Tuesday, February 2, 2016

Italy 2016

Traveling

In these days of open access to global communications, traveling is a different experience.
Like most things associated with the internet, having internet access while "out in the world" is a double edged sword.
 As far as making travel arrangements and even taking care of whatever you forget to do at home before leaving, it can't be beat. I remember going to travel agents and watching as they would look at their computers and then explain options. Really, the traveler was out of the loop, and subject to choices offered by the agent. One wasn't really aware of all the options, only those the agent decided would fit you.
The other side of the coin is that you don't get to leave anything behind unless you are that rare breed of human with intense personal discipline. Whether it's family squabbles, neighborhood scandals or national politics, you really can't get away. I understand that often our participation in our regular realities is crucial, but more often than not, it is optional.

Today is our departure day from Padua, or in Italian, Padova.
Padua is a wonderful city in north east Italy, so close to Venice that a canal connects the two. It is an ancient city, even for Italy. It's streets wind and curve from one piazza to the next. Wandering through the city can at any moment bring you into a timeless walkway, too small even for Italian cars.

» Data extract
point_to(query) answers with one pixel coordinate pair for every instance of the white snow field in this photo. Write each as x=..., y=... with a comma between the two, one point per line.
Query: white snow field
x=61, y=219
--
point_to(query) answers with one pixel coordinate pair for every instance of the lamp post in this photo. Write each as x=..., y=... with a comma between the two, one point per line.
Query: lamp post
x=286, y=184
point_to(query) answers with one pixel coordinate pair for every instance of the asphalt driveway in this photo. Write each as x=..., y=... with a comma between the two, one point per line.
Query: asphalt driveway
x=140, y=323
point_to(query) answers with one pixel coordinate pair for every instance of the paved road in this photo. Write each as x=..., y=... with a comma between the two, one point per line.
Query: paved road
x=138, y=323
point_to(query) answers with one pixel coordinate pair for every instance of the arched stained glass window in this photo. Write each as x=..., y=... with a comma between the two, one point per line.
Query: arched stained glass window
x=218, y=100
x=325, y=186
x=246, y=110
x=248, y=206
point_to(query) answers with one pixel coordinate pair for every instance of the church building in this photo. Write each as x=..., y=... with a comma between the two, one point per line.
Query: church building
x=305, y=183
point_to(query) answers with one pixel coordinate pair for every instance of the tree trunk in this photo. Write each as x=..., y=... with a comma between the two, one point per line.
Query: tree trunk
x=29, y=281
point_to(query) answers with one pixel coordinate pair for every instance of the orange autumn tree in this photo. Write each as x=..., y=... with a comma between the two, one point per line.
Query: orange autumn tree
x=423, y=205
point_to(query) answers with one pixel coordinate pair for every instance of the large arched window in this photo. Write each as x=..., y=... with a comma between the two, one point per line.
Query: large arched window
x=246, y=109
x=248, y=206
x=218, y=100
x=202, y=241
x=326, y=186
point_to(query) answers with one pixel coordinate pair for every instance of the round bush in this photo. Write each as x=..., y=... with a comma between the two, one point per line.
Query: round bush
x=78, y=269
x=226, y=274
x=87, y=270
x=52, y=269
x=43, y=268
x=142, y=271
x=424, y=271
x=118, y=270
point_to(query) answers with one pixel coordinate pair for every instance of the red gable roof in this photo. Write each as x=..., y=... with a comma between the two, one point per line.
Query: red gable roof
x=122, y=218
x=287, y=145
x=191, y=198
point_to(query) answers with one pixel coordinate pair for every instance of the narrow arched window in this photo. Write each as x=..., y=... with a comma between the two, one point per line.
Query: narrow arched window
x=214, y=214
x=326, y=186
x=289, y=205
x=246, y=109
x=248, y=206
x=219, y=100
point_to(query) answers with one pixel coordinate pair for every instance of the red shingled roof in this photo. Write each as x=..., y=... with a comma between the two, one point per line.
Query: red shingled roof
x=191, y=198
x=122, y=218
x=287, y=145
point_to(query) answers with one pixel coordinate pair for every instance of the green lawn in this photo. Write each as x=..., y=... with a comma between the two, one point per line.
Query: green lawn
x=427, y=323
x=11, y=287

» Tasks and exercises
1. From the travel post, write out everything from "As far as making" down to "in Italian, Padova.".
2. Summarize the travel post in two sentences.
The items have nothing to do with the travel post and stand apart from it.

» Answers in order
1.
As far as making travel arrangements and even taking care of whatever you forget to do at home before leaving, it can't be beat. I remember going to travel agents and watching as they would look at their computers and then explain options. Really, the traveler was out of the loop, and subject to choices offered by the agent. One wasn't really aware of all the options, only those the agent decided would fit you.
The other side of the coin is that you don't get to leave anything behind unless you are that rare breed of human with intense personal discipline. Whether it's family squabbles, neighborhood scandals or national politics, you really can't get away. I understand that often our participation in our regular realities is crucial, but more often than not, it is optional.

Today is our departure day from Padua, or in Italian, Padova.

2. The writer says internet access makes travel arrangements easy and shows travelers all their options instead of leaving them dependent on an agent's choices, but it also makes it hard to leave family squabbles, neighborhood scandals or national politics behind. On the day of departure from Padua, the writer describes it as an ancient city in northeast Italy, linked to nearby Venice by a canal, whose winding streets run from one piazza to the next.